The following document of the Company was published on the website of eMarket SDIR in Italy in accordance with and in the manners set forth in the Consob Issuer's Regulation and in compliance with the provisions of the Instructions accompanying the Rules of the Markets organised and managed by Borsa Italiana S.p.A..
The posting of the document on the website of The Stock Exchange of Hong Kong Limited is only for the purpose of facilitating equal dissemination of information to investors in Hong Kong and compliance with Rule 13.10B of the Listing Rules, and not for any other purposes.
By order of the Board
Ferretti S.p.A.
Mr. Alberto Galassi
Executive Director and Chief Executive Officer
Hong Kong, 24 April 2026
As at the date of this announcement, the Board comprises Mr. Alberto Galassi and Mr. Tan Ning as executive Directors; Mr. Hao Qinggui, Mr. Piero Ferrari, Ms. Jiang Lan (Lansi) and Mr. Jin Zhao as non-executive Directors; and Mr. Patrick Sun, Mr. Stefano Domenicali and Ms. Zhu Yi as independent non-executive Directors.
NOTICE TO THE SHAREHOLDERS OF FERRETTI S.P.A. *
pursuant to Article 136 of Consob Regulation No. 11971/1999, as subsequently amended
Proxy Solicitation promoted by KKCG Maritime
Entity in charge of the proxy solicitation and collection of proxies and acting as proxy holder at the Shareholders' Meeting Georgeson S.r.l.
INTRODUCTION
This notice contains the main information regarding the proxy solicitation that Azúr a.s., in its capacity as promoter, intends to carry out pursuant to Articles 136 et seq. of Legislative Decree No. 58 of 24 February 1998 (the "CFA"), as well as Articles 135 et seq. of Consob Regulation No. 11971/1999 (the "Issuers' Regulation"), with reference to the shareholders' meeting of Ferretti S.p.A. ("Ferretti" or the "Issuer"), convened in ordinary session on 14 May 2026 at 10:00 a.m. (Italian time).

### RECORDS FOR PROCESSING
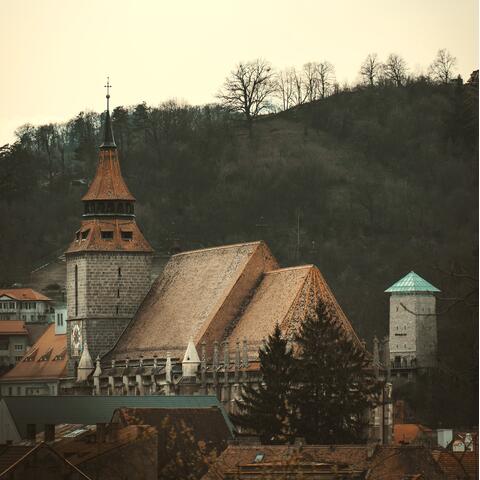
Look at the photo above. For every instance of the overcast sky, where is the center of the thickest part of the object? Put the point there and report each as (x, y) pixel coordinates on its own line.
(56, 54)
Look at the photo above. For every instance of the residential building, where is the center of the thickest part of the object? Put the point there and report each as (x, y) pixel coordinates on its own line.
(41, 462)
(25, 304)
(14, 342)
(42, 368)
(327, 462)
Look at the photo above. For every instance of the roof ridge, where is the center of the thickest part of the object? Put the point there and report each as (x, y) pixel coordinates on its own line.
(188, 252)
(285, 269)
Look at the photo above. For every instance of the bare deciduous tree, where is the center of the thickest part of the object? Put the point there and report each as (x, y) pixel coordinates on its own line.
(326, 78)
(371, 69)
(310, 74)
(286, 87)
(395, 69)
(300, 92)
(248, 88)
(442, 68)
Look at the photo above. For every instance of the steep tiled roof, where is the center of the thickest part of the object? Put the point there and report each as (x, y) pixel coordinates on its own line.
(457, 465)
(384, 463)
(108, 183)
(273, 301)
(12, 327)
(26, 294)
(244, 458)
(408, 432)
(224, 293)
(46, 359)
(411, 283)
(196, 296)
(401, 462)
(94, 240)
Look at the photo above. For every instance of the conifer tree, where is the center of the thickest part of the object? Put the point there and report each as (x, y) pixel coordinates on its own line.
(333, 384)
(265, 410)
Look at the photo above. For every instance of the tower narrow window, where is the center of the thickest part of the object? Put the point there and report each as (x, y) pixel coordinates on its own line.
(76, 290)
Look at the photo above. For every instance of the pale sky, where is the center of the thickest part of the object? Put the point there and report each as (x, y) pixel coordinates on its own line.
(56, 54)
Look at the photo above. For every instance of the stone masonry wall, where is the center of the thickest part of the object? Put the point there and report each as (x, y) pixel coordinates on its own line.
(111, 287)
(426, 332)
(412, 335)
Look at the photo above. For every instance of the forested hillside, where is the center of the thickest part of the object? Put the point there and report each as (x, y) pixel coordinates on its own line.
(368, 184)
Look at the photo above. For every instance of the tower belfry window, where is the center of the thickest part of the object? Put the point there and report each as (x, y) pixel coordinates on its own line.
(76, 290)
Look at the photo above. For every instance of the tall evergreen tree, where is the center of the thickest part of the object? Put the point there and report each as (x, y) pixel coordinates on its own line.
(334, 385)
(265, 410)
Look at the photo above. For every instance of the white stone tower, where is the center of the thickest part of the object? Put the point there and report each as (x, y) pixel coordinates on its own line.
(108, 261)
(413, 326)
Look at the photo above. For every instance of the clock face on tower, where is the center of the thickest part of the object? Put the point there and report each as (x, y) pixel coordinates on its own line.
(76, 339)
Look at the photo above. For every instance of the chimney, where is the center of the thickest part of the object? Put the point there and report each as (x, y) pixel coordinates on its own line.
(49, 432)
(101, 432)
(31, 432)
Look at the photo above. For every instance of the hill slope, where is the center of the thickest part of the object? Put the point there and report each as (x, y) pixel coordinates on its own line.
(367, 184)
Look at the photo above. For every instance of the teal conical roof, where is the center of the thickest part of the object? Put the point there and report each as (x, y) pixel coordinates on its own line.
(411, 283)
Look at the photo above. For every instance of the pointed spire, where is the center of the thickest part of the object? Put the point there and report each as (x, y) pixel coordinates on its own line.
(108, 140)
(168, 369)
(191, 360)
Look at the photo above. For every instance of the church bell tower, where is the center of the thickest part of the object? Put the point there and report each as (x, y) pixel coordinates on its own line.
(108, 262)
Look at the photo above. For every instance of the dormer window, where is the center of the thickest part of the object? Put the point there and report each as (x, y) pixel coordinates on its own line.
(107, 234)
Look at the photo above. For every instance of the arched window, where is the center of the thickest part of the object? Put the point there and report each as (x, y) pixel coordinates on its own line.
(76, 290)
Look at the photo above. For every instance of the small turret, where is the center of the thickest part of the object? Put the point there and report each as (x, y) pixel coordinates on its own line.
(85, 366)
(191, 361)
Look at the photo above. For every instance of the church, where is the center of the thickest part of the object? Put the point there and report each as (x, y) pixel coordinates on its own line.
(198, 328)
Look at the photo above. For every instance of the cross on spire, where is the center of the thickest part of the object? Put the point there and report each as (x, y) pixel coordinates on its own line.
(108, 141)
(108, 86)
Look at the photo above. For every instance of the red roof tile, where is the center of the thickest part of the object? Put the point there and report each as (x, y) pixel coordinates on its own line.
(108, 183)
(408, 432)
(26, 294)
(92, 230)
(458, 465)
(13, 327)
(46, 359)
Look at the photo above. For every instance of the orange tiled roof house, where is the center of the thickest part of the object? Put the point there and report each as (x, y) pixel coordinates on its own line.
(197, 329)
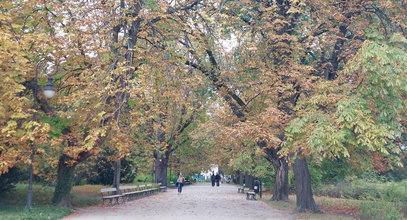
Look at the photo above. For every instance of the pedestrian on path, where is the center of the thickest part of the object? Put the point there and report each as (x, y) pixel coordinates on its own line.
(217, 179)
(213, 179)
(180, 182)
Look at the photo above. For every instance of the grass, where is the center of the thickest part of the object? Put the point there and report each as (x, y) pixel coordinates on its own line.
(12, 204)
(334, 208)
(37, 212)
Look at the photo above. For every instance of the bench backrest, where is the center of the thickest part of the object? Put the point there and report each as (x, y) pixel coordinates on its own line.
(108, 190)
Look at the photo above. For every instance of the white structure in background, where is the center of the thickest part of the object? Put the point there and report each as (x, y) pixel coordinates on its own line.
(214, 170)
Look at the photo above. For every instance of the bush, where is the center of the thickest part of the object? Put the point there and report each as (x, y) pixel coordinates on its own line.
(360, 189)
(8, 180)
(379, 211)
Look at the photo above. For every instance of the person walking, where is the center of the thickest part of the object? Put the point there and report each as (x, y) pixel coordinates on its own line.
(213, 179)
(217, 179)
(180, 182)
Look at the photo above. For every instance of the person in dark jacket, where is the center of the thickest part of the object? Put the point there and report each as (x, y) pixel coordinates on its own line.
(217, 179)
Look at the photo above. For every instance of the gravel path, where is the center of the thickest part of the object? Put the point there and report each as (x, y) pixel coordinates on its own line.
(198, 201)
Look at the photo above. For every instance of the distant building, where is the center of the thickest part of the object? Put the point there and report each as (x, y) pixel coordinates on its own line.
(213, 170)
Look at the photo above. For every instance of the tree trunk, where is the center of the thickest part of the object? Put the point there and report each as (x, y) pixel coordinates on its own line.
(63, 188)
(281, 181)
(160, 166)
(305, 200)
(281, 173)
(116, 176)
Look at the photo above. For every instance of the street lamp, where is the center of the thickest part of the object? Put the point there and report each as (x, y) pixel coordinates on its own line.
(49, 90)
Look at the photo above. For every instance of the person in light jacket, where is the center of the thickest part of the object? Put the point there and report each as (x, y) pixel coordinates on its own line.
(180, 182)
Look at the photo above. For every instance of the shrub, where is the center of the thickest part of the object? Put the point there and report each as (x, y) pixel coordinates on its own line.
(379, 211)
(9, 179)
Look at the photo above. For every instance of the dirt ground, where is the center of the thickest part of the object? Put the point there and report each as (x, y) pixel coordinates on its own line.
(197, 201)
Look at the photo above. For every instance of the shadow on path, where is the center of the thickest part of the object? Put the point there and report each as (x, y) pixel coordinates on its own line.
(197, 201)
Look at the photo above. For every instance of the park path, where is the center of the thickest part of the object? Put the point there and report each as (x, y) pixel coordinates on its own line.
(197, 201)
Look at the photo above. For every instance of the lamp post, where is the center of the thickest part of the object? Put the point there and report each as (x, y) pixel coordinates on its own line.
(49, 92)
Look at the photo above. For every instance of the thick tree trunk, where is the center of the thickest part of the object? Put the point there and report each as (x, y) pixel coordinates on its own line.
(160, 166)
(305, 200)
(281, 181)
(281, 174)
(63, 188)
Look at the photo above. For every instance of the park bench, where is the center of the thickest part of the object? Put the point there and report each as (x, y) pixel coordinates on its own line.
(130, 192)
(250, 195)
(110, 194)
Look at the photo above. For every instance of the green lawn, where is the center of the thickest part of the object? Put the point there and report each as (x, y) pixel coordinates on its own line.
(12, 204)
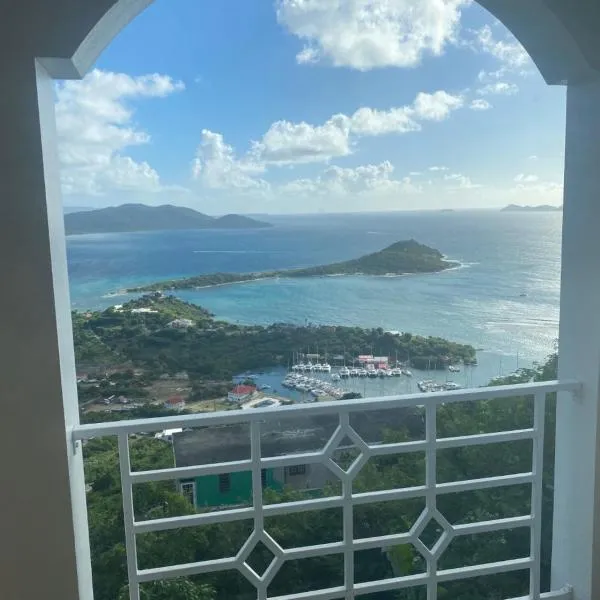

### WHAT THIS EXERCISE ASKS
(1) Pick out every line of the rows that has the word "tower" in it.
(2) Write the next part of the Ferretti shareholder notice, picking up right after its last sentence.
The notice and the rows come from two unrelated sources.

### RESPONSES TO THE TASKS
(1)
Look at the photo above. For every instance of the tower narrow window, where is the center of the thickest part of the object? Put the point there and report each as (x, y) pixel coordinates on its own line.
Look at the photo above. For every instance of the tower belfry window, where is the center of the thickest part of the object? Put the point there and report each as (x, y) pixel coordinates on its own line.
Look at the photo above. For every instance of the white stone tower, where is the center of the thickest part of the object? Put the point there and report each as (x, y) pixel coordinates on its own line.
Look at the photo above. For every instance of the clock face on tower, where is the center of the thickest part of the object? Put the point there and report each as (x, y) pixel coordinates on its own line.
Look at the photo above. For every instance of the church bell tower, where is the center of the thickest part of the object? Put the point there and report each as (x, y) pixel coordinates on its own line.

(2)
This notice is transmitted simultaneously to Ferretti, for publication on its website, as well as to Consob, Borsa Italiana S.p.A. and Monte Titoli S.p.A., and is also published on the following websites www.kkcg.com/maritime and www.georgeson.com/it > Accedi alla Documentazione afferente alla tua Assemblea.
A. IDENTIFICATION DETAILS OF THE PROMOTER, THE ISSUER AND THE DELEGATED ENTITY
Identification details of the Promoter and of the Delegated Entity
The entity promoting the proxy solicitation (the "Solicitation") is Azúr a.s. (the "Promoter" or "KKCG Maritime"), a joint stock company incorporated under the laws of the Czech Republic, with registered office in Prague (Czech Republic), Evropská 866/71, Vokovice, 160 00 Prague 6, registered with the Municipal Court of Prague under registration number B 29157.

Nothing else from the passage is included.